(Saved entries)
________________________

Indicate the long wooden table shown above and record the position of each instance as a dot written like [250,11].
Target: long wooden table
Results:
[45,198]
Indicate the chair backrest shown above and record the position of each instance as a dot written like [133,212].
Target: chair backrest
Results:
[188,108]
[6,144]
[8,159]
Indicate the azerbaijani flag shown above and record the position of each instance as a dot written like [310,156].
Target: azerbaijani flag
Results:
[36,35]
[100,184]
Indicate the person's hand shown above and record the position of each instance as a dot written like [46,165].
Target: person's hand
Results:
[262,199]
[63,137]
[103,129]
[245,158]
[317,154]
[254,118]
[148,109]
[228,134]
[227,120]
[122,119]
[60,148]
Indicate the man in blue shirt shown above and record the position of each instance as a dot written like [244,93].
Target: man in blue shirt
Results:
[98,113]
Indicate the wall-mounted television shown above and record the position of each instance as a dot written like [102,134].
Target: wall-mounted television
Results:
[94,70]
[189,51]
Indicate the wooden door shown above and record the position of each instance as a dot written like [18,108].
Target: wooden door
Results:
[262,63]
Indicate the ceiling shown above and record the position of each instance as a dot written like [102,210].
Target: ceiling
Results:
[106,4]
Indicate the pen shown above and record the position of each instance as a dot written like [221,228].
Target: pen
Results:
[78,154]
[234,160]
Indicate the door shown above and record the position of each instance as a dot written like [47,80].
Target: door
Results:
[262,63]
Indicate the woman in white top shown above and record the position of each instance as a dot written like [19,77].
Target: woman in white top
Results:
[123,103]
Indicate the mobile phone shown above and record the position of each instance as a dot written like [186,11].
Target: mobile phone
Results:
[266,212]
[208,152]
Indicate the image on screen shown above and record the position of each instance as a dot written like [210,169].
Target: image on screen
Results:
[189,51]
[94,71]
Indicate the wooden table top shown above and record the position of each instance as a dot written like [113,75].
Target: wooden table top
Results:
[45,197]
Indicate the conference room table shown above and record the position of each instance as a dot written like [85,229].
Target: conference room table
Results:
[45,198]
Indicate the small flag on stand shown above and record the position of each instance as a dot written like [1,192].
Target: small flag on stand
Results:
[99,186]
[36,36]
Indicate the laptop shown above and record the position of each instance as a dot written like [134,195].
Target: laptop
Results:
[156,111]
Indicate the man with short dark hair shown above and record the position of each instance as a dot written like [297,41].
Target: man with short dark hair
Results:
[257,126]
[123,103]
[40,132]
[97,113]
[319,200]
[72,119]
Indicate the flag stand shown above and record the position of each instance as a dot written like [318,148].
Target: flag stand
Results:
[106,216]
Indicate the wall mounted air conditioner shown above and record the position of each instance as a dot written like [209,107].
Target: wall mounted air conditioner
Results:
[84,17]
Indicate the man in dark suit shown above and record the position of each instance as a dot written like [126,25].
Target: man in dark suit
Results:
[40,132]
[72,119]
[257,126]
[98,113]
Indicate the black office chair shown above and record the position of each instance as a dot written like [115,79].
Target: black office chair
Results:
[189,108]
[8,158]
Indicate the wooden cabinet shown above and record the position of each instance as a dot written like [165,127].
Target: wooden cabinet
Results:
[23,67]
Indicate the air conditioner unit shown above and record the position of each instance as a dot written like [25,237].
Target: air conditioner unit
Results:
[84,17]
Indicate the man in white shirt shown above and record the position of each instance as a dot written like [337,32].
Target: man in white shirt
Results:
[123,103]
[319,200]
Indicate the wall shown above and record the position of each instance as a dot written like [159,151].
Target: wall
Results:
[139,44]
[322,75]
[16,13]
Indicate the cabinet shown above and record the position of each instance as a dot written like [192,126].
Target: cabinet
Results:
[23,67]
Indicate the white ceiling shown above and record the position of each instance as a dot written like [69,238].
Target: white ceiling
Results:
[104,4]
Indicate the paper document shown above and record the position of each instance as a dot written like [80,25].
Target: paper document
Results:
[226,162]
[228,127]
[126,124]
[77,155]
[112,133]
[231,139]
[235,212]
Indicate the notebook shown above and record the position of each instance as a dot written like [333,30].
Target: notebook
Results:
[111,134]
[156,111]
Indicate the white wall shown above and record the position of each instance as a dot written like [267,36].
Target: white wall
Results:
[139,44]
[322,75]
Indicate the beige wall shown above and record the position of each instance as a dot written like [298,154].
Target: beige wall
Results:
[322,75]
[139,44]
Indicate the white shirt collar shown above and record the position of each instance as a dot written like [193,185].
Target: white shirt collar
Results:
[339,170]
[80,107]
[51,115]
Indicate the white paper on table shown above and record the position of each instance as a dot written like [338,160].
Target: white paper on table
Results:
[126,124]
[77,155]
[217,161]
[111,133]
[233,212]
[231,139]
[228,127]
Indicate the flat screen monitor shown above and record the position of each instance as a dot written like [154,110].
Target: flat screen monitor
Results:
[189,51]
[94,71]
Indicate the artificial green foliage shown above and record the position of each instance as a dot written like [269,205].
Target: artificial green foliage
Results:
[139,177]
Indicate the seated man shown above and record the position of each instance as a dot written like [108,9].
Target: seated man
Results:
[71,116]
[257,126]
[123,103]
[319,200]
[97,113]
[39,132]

________________________

* **WORK TO COMPLETE**:
Reproduce word for word the stretch from the line containing "Indicate the seated" through the end of the rows above.

* **THE REPLY**:
Indicate the seated man shown above and record the position of each instance as a dot written like [108,9].
Target: seated man
Results:
[71,116]
[257,126]
[123,103]
[319,200]
[97,113]
[39,132]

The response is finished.